§ Exercise prompt
Your answer must be the line containing "33V123L636 116L617 109L634" and each following line to the end of the listing below, copied exactly, with pictures removed and nothing added.

§ Entries shown
——————
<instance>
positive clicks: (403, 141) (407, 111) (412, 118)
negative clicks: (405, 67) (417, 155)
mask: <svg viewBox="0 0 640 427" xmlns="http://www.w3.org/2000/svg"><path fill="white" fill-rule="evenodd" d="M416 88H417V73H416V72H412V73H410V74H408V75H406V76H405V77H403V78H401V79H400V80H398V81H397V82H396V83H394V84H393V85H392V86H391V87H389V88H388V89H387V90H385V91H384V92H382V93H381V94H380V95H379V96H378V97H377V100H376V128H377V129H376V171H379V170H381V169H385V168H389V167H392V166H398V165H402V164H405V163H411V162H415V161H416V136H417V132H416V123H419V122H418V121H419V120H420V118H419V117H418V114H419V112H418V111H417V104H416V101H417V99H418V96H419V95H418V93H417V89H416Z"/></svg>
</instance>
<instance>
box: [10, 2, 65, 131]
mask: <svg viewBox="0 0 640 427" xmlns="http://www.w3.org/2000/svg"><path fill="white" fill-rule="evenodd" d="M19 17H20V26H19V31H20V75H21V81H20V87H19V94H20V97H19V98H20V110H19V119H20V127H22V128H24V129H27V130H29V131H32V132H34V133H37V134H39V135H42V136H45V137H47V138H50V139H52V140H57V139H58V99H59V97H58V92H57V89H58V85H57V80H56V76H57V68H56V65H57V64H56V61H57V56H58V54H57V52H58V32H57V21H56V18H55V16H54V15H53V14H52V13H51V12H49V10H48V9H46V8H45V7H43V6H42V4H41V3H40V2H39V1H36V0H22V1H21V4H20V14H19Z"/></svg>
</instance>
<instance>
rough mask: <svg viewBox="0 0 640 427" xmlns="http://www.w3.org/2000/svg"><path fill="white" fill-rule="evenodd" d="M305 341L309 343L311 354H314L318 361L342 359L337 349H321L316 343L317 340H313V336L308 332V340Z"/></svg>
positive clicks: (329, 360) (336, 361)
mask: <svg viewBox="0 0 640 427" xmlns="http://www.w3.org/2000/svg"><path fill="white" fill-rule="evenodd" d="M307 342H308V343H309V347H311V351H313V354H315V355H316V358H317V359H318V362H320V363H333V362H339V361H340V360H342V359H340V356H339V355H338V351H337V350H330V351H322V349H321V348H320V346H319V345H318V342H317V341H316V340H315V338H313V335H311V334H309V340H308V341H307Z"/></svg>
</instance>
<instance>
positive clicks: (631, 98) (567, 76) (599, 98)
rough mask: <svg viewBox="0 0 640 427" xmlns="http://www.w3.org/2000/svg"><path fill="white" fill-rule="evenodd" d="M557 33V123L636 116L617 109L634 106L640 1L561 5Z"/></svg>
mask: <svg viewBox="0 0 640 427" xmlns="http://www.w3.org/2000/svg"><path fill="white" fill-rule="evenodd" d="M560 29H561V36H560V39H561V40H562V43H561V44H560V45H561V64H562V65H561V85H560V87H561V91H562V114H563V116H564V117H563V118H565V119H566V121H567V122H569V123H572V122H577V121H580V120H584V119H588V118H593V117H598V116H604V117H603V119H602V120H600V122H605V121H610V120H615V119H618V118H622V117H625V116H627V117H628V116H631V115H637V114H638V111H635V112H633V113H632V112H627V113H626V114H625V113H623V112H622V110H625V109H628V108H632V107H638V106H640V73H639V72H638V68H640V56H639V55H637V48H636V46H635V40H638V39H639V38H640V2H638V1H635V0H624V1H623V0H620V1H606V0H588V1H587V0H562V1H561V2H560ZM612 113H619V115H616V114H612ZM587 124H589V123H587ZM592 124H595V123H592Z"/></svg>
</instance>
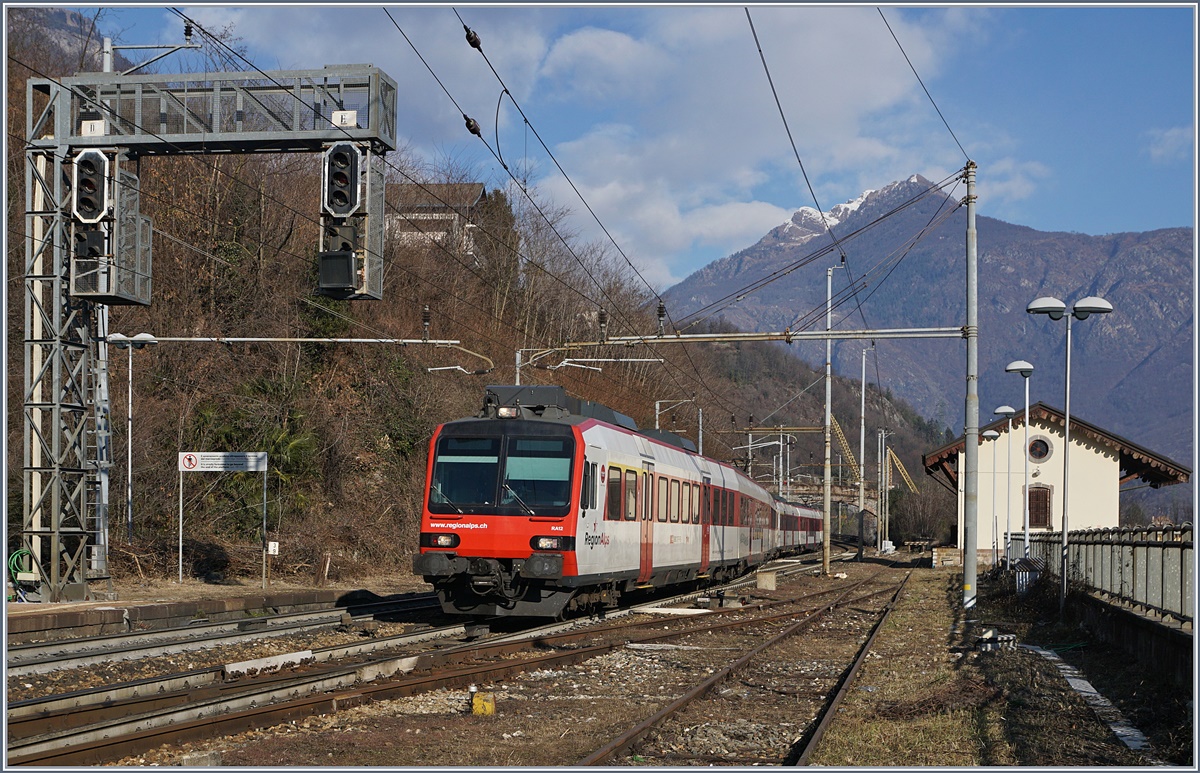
——————
§ Expected answer
rough mask: <svg viewBox="0 0 640 427" xmlns="http://www.w3.org/2000/svg"><path fill="white" fill-rule="evenodd" d="M557 33V123L636 116L617 109L634 106L640 1L561 5Z"/></svg>
mask: <svg viewBox="0 0 640 427" xmlns="http://www.w3.org/2000/svg"><path fill="white" fill-rule="evenodd" d="M560 29H561V36H560V39H561V40H562V43H561V44H560V45H561V64H562V65H561V85H560V87H561V91H562V114H563V116H564V117H563V118H565V119H566V121H567V122H569V123H572V122H577V121H580V120H584V119H588V118H593V117H598V116H604V117H603V119H602V120H600V122H605V121H610V120H615V119H618V118H622V117H625V116H627V117H628V116H631V115H637V114H638V111H635V112H633V113H632V112H627V113H626V114H625V113H623V112H622V110H625V109H628V108H632V107H638V106H640V73H639V72H638V68H640V56H639V55H637V48H636V46H635V40H638V39H639V38H640V2H638V1H635V0H624V1H623V0H620V1H606V0H588V1H587V0H562V1H561V2H560ZM612 113H619V115H616V114H612ZM587 124H589V123H587ZM592 124H595V123H592Z"/></svg>
</instance>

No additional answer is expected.